Each record below is to be copied word for word, with pictures removed.

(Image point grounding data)
-----
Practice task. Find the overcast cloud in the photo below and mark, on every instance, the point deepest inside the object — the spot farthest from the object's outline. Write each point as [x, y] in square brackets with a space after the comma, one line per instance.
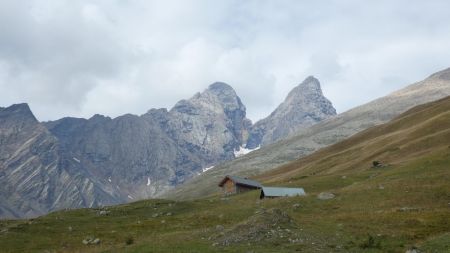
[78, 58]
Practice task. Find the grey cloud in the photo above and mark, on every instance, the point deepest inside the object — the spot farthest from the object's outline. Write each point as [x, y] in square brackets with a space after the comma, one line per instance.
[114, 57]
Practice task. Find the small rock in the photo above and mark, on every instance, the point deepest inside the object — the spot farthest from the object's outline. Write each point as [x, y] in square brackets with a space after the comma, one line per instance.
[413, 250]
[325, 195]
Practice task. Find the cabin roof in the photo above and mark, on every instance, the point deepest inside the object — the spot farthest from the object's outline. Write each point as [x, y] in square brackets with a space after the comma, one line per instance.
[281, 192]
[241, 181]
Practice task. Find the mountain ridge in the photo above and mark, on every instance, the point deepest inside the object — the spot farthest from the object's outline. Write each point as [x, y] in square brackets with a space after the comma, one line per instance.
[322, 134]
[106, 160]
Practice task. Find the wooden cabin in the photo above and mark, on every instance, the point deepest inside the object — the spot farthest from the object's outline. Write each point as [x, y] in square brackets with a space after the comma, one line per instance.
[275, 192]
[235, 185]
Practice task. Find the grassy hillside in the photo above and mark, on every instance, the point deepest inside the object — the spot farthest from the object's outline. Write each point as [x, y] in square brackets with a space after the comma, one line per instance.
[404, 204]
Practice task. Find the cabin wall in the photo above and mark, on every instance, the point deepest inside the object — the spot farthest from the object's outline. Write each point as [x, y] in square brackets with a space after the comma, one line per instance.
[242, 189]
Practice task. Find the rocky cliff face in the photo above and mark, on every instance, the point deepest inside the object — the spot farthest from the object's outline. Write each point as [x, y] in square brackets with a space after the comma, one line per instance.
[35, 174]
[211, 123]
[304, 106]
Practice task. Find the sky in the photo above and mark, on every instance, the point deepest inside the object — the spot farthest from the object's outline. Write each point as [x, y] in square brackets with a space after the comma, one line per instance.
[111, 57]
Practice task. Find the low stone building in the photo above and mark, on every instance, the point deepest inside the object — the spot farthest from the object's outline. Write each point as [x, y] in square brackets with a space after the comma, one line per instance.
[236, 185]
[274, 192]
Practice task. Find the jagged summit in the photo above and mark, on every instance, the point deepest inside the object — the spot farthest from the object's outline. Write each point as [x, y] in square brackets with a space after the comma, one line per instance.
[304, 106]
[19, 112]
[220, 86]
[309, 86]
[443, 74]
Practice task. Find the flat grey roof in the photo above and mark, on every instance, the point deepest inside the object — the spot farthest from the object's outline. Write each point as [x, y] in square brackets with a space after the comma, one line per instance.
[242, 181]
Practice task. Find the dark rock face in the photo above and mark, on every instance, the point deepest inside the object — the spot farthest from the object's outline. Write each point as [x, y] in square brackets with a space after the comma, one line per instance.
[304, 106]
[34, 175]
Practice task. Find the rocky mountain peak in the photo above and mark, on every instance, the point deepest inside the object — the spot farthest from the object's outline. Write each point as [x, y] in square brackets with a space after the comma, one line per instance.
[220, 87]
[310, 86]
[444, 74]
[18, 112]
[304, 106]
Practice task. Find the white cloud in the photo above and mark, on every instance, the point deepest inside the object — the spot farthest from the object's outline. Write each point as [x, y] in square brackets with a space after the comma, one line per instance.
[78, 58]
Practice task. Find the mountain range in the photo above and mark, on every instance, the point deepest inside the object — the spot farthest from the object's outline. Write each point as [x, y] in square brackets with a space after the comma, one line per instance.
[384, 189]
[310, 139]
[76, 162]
-----
Exercise response:
Practice task. Find the overcast cloud in the photo below and mark, on every instance, the point deepest inside the object — the spot farthest from the object's outline. Write each point as [x, y] in square brackets with a space after the comma, one line per instance.
[78, 58]
Practice task. Find the grey cloud in the photo above and mark, on every instance, the point deepest inside the object — the spot farthest from the object's outline. Write each point as [x, y] in square brackets with a space after the comma, one line per instance.
[114, 57]
Practice task. Find the small rock in the photo above and mark, on every instance, the point deepest inside the object — the spot farthest from the object's outline. Write each point as [x, y] in square brackets with a space after the comma, one line per instance.
[413, 250]
[325, 195]
Practice task. Find the cabin roof in the photo above and mark, on every instance, the point deepest inside the object — the spot farthest from the object's outline. Write each point as [x, y] in square brackets with a space after the comma, one line per instance.
[281, 192]
[241, 181]
Practice task. Find the mountain ridge in the photo above and mark, on every instance, the point deepest inside the object — the spot farthest from the object's outline. Write each point as [x, y] in square brackets with a space after the comma, one line per instance.
[322, 134]
[106, 160]
Practice task. Find the wooden cabin in the photo above and mark, on every instance, the point deepest inside the object — the spot farthest from the object's outline. Write each point as [x, y] in square brackets with a space after the comma, one line per instance.
[275, 192]
[235, 185]
Practice task. Find the grassy hillside in the photo above and mark, on every instance, the point deepest inside the object — the spot farthest from the object's outline. Write each point as [x, y] in square brackets with a space after the comma, one line per instance.
[404, 204]
Practice task. Find the cabin wall in the photo above and mark, on every instance, the point deepest inside the object — the spot farthest from the object's outline. Write each point as [x, y] in square brackets with a space after the comma, one line per instance.
[242, 189]
Practice task. Find the rocky cliff face in the photo above and mark, on every instance, the point deepest inside the object — the spot farthest from the object's outline. Write each point as [x, y] in square brackets with a space after the comma, one line per instance.
[35, 174]
[211, 123]
[304, 106]
Practice task. Find the sky in the photo above and mark, on every instance, the point deepest inside the object — the spot farthest from the object's outline. Write each point as [x, y] in square brackets with a space after the comma, one line per instance.
[111, 57]
Practice task. Find the low stone building in the photo above and mark, on every instance, the point deepest inside the object — the spot farthest from the object's outline. Write each point as [x, y] in square brackets with a space after the comma, one line per instance.
[236, 185]
[274, 192]
Practice task. Find the jagged summit in the photo above and mark, on every instance, the point deepest inside the object — the spot farthest from the object's outline. Write each point as [x, y] in square brackets with a space after the comma, one line per instance.
[304, 106]
[19, 112]
[220, 86]
[309, 86]
[443, 74]
Practice task. Find the flat grey roof in the photo above and mark, on every instance, the point deepest inside the object — the spot farthest from the object's outline. Write each point as [x, y] in square brackets with a space after the comma, one line per instance.
[242, 181]
Practice task. Find the dark rock face in the photo above and mark, on every instance, the point deepest inside the object — the spot farthest from the object's outline. Write each point as [x, y] in square brackets with a space after the comma, one line per instance.
[304, 106]
[34, 175]
Practice task. Find the rocky mountain peak in the photo above and mark, on every instance, the point deepest inside the object — the spot farthest from the object's outline. Write each point as [x, y] in square brackets with a space after the comma, one line per instance.
[220, 87]
[310, 86]
[444, 74]
[18, 112]
[304, 106]
Practice task. Find the white cloud in the photo above and mark, on every instance, the point deepest inside the object — the spot farthest from the object's outline. Write each point as [x, y] in square brackets with a space after the comma, one line per instance.
[78, 58]
Practice task. Find the mountain range in the photo above and mark, on every instance, the point deepest inside the object — the spot farthest from the object's outline. Write each point as [x, y] in square brackets with a space after the comma, one line per instance.
[384, 189]
[310, 139]
[76, 162]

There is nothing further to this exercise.